(Trecho do texto):
##########
Depois de um momento, é que aparece a primeira grande sequência do filme: o casal está tendo uma conversa normal, dentro do seu quarto, até que eles resolvem fumar maconha. Quando ambos estão falando sobre as garotas e o homem húngaro festa da noite anterior sob o efeito da erva, eles acabam cuspindo, ou melhor, baforando a verdade um na cara do outro, quando Alice confessa que, no passado, quando ela já era casada com Bill, já teve fantasias sexuais com outro homem.
##########
(Linhas de dados):
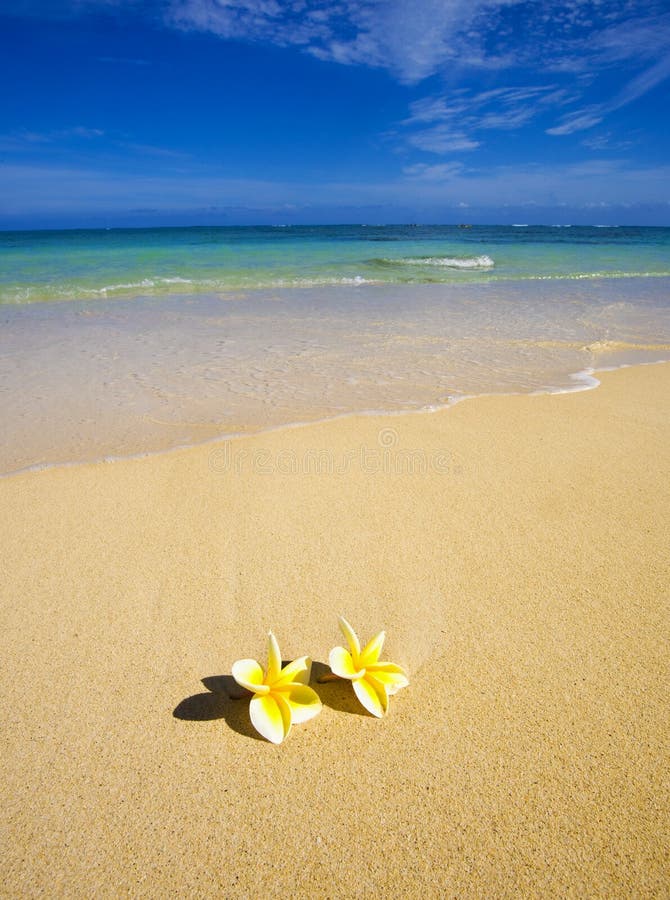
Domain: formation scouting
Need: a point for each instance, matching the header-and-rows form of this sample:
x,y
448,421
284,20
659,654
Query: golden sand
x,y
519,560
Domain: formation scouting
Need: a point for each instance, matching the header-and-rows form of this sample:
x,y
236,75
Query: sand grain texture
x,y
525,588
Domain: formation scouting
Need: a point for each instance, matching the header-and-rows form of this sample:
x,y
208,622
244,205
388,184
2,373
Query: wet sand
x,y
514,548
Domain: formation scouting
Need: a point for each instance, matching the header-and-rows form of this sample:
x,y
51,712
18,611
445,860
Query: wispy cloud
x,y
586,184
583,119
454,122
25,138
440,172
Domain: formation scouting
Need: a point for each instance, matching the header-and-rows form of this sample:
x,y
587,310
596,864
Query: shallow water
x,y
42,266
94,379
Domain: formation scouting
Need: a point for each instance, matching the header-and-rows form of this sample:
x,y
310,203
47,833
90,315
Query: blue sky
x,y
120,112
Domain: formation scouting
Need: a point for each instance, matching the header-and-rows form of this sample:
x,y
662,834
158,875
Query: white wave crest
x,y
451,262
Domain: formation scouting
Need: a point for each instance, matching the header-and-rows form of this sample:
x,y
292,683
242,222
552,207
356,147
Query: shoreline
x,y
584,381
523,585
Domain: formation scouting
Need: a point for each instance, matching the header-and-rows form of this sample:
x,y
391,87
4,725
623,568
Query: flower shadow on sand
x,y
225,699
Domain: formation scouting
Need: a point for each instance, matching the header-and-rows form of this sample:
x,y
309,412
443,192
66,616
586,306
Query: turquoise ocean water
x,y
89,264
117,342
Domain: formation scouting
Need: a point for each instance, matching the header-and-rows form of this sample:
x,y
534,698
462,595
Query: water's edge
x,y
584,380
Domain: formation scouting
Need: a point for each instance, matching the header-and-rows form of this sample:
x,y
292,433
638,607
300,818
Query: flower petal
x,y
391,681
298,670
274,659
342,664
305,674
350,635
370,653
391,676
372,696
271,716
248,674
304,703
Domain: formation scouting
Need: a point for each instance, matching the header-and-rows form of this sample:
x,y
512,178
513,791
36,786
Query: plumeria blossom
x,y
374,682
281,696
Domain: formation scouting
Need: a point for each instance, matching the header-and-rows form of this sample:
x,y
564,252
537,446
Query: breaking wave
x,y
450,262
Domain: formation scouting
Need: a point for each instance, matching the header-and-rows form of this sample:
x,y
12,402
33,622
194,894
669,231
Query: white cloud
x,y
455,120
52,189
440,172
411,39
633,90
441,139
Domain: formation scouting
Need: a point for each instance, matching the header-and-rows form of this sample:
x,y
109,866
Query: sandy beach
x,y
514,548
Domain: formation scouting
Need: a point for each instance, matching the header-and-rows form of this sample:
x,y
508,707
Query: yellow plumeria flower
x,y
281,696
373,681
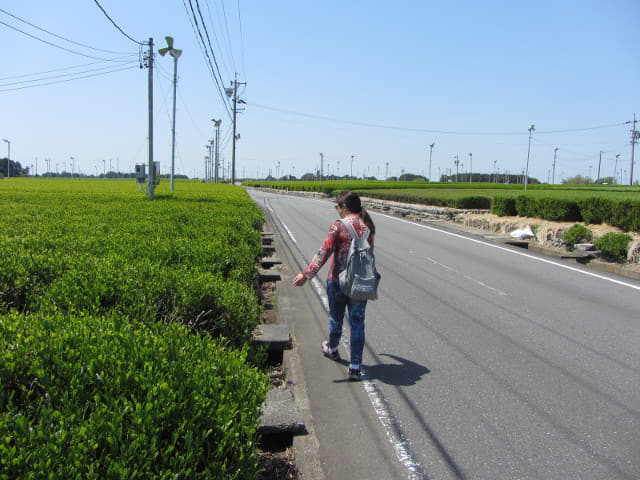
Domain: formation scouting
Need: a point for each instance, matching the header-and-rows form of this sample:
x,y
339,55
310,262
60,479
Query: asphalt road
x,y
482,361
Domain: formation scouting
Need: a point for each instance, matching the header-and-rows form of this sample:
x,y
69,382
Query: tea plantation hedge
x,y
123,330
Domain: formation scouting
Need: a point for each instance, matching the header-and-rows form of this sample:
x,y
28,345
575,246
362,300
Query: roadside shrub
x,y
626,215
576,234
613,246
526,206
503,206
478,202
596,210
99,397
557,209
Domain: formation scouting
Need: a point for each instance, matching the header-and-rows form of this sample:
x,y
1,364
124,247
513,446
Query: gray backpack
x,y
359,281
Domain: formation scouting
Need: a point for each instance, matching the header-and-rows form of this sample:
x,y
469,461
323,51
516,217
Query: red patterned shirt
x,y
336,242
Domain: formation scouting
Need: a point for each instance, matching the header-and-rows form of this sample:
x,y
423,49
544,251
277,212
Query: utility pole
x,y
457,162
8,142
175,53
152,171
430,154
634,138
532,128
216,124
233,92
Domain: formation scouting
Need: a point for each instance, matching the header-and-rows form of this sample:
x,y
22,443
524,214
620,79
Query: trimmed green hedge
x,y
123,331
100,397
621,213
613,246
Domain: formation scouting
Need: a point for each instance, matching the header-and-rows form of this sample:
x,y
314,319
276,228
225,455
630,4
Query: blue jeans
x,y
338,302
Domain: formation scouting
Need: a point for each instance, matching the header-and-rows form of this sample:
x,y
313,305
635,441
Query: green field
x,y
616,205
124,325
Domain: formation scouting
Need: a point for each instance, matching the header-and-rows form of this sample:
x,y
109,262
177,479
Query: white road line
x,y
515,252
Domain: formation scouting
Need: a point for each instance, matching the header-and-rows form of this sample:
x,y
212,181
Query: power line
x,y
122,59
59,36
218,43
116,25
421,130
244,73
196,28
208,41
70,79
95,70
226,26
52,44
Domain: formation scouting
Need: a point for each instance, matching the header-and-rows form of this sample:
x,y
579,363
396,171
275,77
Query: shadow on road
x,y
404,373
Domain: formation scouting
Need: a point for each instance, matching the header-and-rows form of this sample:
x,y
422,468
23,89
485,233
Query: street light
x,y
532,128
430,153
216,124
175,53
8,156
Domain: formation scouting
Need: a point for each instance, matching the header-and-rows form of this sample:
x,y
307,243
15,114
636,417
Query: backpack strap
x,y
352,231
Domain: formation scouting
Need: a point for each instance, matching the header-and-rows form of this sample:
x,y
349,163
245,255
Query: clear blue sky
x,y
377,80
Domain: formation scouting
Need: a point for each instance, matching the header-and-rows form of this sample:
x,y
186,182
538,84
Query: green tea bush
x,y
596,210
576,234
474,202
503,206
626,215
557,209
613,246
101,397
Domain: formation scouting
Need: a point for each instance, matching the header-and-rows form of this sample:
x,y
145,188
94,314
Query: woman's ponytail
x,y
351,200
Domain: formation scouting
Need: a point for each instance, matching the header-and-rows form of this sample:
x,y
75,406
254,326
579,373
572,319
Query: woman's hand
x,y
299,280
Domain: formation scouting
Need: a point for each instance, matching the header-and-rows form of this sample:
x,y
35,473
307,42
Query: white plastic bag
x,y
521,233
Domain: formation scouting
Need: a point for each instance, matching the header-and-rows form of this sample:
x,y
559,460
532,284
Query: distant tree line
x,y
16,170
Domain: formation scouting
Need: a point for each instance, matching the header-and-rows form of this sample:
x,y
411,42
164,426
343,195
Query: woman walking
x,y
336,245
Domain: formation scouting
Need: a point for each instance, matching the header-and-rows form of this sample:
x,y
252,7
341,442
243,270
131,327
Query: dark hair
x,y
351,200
##########
(Objetivo da tarefa): Reproduza sem alterações a parte do trecho sobre o filme que começa em "Depois de um" e termina em "com outro homem.". As linhas não têm nenhum papel nesta atividade.

(Resposta do exercício):
Depois de um momento, é que aparece a primeira grande sequência do filme: o casal está tendo uma conversa normal, dentro do seu quarto, até que eles resolvem fumar maconha. Quando ambos estão falando sobre as garotas e o homem húngaro festa da noite anterior sob o efeito da erva, eles acabam cuspindo, ou melhor, baforando a verdade um na cara do outro, quando Alice confessa que, no passado, quando ela já era casada com Bill, já teve fantasias sexuais com outro homem.